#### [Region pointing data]
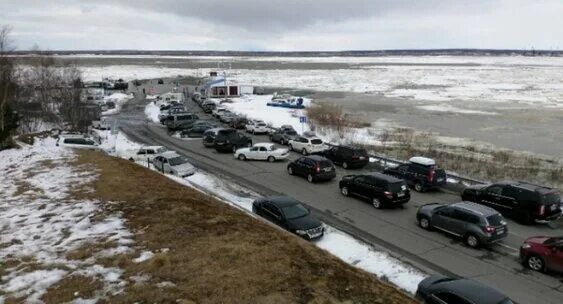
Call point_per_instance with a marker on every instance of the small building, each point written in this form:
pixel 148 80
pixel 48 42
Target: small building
pixel 221 86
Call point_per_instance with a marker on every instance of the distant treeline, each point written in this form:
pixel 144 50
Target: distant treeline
pixel 428 52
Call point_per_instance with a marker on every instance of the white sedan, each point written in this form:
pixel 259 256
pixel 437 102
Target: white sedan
pixel 262 151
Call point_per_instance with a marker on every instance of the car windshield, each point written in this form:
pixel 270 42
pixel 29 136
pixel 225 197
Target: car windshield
pixel 397 187
pixel 295 211
pixel 551 198
pixel 496 220
pixel 178 160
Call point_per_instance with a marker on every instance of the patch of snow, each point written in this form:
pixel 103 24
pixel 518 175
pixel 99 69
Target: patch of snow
pixel 152 111
pixel 145 255
pixel 451 109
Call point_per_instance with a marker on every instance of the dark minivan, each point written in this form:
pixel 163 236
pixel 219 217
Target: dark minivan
pixel 523 201
pixel 380 189
pixel 313 167
pixel 347 157
pixel 421 173
pixel 229 140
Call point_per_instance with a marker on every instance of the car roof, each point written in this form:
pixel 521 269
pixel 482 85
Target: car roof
pixel 282 201
pixel 475 208
pixel 385 177
pixel 267 145
pixel 316 157
pixel 422 161
pixel 151 147
pixel 528 186
pixel 169 154
pixel 472 290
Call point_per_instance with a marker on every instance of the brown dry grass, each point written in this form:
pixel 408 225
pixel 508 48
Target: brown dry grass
pixel 218 254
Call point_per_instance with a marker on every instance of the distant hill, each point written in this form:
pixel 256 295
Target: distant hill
pixel 429 52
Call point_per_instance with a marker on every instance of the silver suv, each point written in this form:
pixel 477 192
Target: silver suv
pixel 476 224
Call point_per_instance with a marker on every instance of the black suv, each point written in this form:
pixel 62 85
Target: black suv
pixel 420 173
pixel 347 157
pixel 380 189
pixel 523 201
pixel 437 289
pixel 475 223
pixel 290 214
pixel 229 140
pixel 313 167
pixel 283 136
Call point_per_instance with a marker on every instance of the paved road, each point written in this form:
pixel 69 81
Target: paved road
pixel 394 230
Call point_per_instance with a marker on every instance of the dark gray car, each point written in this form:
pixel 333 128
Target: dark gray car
pixel 476 224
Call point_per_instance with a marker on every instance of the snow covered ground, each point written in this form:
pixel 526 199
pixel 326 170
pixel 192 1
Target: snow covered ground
pixel 511 80
pixel 119 99
pixel 41 222
pixel 338 243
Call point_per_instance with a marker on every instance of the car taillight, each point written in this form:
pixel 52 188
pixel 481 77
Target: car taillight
pixel 490 229
pixel 541 210
pixel 430 175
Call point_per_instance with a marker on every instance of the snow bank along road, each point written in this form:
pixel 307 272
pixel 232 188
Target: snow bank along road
pixel 394 229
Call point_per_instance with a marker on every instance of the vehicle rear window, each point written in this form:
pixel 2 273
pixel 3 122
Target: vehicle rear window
pixel 495 220
pixel 397 187
pixel 295 211
pixel 551 198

#### [Prompt]
Counting the line that contains "pixel 2 273" as the first, copy exactly every line through the end of the records, and nothing else.

#### [Answer for the task]
pixel 2 273
pixel 3 122
Target: vehicle rear window
pixel 495 220
pixel 397 187
pixel 295 211
pixel 551 198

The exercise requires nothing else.